Task to complete:
In the data below, find the line that contains "Examine this image and detect the parked car." and the line that contains "Examine this image and detect the distant". Copy both, plus every line between them, exactly.

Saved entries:

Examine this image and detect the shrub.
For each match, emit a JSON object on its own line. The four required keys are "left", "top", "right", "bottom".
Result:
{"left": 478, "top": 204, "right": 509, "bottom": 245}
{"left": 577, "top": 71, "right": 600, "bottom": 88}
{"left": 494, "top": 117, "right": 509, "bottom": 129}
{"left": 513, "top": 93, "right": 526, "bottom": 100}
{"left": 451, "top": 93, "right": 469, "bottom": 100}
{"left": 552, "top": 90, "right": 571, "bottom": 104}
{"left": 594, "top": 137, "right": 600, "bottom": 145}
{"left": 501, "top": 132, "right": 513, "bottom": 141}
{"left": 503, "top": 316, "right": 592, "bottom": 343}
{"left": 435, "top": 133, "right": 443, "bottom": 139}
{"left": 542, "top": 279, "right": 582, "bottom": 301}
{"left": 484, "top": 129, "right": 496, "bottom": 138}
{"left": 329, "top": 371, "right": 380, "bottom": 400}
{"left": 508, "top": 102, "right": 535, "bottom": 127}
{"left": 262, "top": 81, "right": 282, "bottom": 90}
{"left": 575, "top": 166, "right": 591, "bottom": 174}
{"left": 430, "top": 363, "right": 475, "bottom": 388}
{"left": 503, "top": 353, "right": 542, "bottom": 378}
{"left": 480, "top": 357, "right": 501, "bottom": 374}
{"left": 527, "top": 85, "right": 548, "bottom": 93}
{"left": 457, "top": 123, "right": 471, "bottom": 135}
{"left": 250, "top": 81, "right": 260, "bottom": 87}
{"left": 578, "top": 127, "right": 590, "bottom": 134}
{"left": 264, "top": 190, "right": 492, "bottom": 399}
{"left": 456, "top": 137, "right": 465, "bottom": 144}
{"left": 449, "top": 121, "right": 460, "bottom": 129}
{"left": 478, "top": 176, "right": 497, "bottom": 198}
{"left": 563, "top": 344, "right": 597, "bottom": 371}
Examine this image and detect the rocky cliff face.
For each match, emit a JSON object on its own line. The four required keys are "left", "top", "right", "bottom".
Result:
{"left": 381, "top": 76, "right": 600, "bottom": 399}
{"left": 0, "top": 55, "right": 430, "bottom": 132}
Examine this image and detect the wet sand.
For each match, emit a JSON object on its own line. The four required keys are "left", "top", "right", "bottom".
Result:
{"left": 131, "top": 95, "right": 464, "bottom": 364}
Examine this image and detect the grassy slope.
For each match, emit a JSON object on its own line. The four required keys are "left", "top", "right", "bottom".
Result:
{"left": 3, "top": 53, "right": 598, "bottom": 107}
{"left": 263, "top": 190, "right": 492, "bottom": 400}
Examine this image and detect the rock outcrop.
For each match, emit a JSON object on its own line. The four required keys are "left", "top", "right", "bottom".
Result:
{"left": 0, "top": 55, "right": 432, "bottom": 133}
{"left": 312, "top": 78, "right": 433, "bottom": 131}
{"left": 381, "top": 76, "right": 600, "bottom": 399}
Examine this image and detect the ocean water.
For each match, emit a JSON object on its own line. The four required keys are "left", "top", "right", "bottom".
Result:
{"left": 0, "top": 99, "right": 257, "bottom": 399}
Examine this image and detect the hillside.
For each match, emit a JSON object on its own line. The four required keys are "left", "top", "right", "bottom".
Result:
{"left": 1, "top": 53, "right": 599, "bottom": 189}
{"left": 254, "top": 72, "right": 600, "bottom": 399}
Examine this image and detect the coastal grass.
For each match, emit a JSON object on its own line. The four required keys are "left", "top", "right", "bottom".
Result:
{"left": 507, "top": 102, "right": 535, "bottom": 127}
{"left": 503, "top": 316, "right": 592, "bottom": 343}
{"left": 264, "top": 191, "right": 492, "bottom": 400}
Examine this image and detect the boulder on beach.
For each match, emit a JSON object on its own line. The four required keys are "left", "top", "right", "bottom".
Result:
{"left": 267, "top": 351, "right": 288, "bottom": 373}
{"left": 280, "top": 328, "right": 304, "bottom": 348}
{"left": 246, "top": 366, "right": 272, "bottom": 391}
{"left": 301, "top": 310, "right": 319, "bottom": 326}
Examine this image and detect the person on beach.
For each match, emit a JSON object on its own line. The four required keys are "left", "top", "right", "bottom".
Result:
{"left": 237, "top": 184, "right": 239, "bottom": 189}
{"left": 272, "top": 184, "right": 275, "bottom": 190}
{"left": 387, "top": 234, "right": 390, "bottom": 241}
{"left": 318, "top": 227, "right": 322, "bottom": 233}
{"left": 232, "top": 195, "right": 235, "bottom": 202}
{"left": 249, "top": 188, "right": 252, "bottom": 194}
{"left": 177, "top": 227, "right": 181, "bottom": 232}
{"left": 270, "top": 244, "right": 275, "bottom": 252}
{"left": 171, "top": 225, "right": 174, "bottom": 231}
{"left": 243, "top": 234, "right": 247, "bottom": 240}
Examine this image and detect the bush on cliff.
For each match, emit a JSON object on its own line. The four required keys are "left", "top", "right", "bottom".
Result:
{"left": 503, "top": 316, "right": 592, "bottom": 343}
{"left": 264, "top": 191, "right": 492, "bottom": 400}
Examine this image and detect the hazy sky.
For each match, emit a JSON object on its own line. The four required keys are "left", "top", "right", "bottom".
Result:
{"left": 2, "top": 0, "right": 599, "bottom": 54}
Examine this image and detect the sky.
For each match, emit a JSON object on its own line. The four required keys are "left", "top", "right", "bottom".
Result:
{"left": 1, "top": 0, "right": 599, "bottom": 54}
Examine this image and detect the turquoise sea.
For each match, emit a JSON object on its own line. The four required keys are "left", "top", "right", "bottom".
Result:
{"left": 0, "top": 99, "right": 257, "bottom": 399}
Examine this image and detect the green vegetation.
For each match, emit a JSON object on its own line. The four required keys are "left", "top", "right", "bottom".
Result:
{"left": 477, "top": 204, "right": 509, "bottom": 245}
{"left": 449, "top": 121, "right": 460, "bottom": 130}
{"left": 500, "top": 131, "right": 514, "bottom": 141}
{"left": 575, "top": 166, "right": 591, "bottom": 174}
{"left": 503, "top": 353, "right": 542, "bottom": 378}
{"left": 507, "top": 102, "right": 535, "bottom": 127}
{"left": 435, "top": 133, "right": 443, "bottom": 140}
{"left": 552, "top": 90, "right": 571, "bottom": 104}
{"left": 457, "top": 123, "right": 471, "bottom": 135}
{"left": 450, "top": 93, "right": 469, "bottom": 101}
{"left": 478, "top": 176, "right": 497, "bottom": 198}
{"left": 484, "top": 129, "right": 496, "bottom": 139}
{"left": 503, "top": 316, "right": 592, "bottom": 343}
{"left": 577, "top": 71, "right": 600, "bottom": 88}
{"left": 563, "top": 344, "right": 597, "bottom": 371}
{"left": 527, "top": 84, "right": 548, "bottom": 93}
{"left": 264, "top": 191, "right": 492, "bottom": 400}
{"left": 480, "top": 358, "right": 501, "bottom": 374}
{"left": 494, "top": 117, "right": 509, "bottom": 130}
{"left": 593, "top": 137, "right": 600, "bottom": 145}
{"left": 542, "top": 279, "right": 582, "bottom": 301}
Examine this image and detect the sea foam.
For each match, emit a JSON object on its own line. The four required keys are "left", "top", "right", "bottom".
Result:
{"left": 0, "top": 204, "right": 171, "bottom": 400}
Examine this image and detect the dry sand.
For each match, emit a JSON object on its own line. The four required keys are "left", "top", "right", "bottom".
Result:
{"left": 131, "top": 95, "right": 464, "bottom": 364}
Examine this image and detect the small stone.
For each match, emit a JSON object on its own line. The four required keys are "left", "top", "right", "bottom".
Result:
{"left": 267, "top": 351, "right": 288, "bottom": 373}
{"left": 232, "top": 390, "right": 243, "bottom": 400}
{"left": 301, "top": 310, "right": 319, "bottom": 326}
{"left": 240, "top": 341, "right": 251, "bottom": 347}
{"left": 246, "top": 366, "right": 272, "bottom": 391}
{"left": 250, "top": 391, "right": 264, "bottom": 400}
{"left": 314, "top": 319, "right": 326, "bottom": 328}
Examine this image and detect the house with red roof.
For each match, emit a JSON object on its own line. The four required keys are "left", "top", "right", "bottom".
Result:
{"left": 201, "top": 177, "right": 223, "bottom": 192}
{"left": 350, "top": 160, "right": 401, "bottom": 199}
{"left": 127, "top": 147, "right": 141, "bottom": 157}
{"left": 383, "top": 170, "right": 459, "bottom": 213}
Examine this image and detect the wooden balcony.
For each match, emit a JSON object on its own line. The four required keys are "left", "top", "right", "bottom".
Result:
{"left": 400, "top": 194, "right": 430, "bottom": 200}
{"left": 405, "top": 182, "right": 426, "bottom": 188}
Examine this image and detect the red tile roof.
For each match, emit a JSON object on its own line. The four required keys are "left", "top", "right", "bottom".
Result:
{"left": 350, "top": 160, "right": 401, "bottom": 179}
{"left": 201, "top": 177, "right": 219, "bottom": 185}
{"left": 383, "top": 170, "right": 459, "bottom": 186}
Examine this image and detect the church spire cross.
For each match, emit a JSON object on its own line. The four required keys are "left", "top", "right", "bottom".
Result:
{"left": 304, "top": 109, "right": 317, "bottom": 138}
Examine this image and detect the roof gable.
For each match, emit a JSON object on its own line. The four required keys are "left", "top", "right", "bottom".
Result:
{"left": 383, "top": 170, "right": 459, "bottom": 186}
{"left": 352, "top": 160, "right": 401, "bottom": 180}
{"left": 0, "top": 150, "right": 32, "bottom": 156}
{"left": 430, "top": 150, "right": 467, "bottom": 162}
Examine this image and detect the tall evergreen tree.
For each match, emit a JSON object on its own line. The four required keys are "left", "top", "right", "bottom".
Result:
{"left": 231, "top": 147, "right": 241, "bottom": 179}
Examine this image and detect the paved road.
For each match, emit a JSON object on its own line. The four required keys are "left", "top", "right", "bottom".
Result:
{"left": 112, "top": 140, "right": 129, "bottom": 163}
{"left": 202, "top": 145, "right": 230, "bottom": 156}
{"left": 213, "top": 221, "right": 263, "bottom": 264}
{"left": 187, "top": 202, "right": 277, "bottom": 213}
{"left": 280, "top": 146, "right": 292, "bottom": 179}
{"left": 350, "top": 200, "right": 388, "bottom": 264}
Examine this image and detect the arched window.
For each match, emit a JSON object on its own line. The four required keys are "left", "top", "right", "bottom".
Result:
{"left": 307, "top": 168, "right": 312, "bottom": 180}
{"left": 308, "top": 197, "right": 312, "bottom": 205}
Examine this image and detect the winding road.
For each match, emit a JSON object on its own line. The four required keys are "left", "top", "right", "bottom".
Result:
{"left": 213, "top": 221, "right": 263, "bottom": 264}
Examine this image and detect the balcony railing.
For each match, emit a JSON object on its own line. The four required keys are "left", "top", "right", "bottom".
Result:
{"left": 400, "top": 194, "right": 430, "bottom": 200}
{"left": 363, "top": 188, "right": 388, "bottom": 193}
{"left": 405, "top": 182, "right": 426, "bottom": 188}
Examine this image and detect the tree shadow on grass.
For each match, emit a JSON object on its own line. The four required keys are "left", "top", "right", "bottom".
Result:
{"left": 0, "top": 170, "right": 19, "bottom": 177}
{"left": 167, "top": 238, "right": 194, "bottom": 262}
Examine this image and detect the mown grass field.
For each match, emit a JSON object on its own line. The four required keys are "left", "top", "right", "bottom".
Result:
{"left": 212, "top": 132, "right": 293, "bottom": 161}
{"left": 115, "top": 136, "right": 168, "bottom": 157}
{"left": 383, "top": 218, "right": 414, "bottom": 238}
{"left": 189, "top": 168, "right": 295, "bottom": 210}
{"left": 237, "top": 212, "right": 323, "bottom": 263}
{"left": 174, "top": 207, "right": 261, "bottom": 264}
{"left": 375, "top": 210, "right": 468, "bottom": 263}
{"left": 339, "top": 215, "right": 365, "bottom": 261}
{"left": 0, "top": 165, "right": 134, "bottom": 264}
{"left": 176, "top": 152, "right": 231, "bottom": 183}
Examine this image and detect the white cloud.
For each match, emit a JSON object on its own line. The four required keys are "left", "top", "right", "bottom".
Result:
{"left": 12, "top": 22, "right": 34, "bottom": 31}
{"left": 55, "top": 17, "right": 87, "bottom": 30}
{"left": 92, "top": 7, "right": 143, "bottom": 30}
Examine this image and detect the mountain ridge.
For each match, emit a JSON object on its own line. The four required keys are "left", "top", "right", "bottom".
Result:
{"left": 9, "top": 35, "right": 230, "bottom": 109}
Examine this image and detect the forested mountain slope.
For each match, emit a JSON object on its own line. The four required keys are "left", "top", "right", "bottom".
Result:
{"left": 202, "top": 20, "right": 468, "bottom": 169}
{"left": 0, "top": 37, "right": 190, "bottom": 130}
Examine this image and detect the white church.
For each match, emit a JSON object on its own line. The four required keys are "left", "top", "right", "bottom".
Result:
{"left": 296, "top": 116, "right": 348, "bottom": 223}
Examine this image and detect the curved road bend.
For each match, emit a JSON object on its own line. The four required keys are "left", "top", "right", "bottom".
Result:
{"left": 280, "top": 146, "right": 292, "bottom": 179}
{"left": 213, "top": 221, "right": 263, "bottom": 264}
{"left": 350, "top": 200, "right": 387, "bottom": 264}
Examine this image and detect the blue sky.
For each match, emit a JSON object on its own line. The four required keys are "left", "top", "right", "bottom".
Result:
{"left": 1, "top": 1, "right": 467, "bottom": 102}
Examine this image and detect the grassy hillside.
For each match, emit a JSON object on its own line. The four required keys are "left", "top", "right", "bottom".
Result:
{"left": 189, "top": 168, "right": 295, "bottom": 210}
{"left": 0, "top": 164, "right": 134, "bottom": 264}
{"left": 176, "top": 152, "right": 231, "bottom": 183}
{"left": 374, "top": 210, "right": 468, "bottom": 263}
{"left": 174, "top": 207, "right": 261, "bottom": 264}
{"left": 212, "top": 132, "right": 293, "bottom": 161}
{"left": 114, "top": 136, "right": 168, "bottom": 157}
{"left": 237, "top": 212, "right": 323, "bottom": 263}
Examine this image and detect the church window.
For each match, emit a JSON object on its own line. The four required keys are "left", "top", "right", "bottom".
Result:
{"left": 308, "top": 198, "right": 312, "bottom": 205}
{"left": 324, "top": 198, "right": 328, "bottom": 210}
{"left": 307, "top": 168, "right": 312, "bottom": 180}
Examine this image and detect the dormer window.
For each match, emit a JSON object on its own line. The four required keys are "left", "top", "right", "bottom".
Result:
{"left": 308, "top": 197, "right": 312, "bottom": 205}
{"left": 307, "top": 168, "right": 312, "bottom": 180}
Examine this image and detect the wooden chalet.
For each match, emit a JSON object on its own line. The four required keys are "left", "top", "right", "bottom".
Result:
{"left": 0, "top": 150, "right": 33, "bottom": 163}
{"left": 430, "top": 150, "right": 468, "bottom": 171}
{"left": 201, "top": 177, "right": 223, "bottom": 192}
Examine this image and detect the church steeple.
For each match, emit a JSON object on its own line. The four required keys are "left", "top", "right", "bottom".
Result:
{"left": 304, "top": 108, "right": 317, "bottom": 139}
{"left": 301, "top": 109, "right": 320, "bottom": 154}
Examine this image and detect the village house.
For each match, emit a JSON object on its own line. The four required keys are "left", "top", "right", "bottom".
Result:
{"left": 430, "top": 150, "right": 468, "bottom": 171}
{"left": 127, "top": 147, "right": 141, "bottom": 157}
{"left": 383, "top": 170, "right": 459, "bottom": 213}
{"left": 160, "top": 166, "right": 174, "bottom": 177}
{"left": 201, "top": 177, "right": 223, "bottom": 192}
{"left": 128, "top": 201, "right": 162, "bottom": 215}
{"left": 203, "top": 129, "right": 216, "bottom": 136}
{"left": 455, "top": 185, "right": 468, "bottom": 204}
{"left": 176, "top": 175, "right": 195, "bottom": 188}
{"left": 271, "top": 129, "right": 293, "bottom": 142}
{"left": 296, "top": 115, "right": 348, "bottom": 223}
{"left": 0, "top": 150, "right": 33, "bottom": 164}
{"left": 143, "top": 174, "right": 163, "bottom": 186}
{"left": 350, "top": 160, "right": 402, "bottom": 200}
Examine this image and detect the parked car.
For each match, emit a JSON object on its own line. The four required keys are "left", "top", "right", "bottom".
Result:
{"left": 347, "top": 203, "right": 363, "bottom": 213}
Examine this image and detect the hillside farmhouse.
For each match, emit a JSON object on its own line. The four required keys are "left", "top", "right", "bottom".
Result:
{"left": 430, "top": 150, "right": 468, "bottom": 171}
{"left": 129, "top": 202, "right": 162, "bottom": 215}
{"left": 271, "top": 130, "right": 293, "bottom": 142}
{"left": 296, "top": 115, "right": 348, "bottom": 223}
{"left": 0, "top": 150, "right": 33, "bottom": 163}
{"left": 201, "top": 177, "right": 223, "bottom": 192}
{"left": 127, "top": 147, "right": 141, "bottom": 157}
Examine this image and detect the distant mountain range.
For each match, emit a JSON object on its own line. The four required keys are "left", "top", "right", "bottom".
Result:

Response to the task:
Examine this image and detect the parked car.
For each match, emit a JSON object on its own line. The four required keys are "left", "top", "right", "bottom".
Result:
{"left": 347, "top": 203, "right": 363, "bottom": 213}
Examine this image and detect the hillside farmhouse.
For each match, emit a JSON object on its own line. The four required keys are "left", "top", "right", "bottom".
Result:
{"left": 430, "top": 150, "right": 468, "bottom": 171}
{"left": 129, "top": 202, "right": 162, "bottom": 215}
{"left": 271, "top": 130, "right": 293, "bottom": 142}
{"left": 296, "top": 115, "right": 348, "bottom": 223}
{"left": 0, "top": 150, "right": 33, "bottom": 163}
{"left": 201, "top": 177, "right": 223, "bottom": 192}
{"left": 127, "top": 147, "right": 141, "bottom": 157}
Examine this image and detect the distant mountain range.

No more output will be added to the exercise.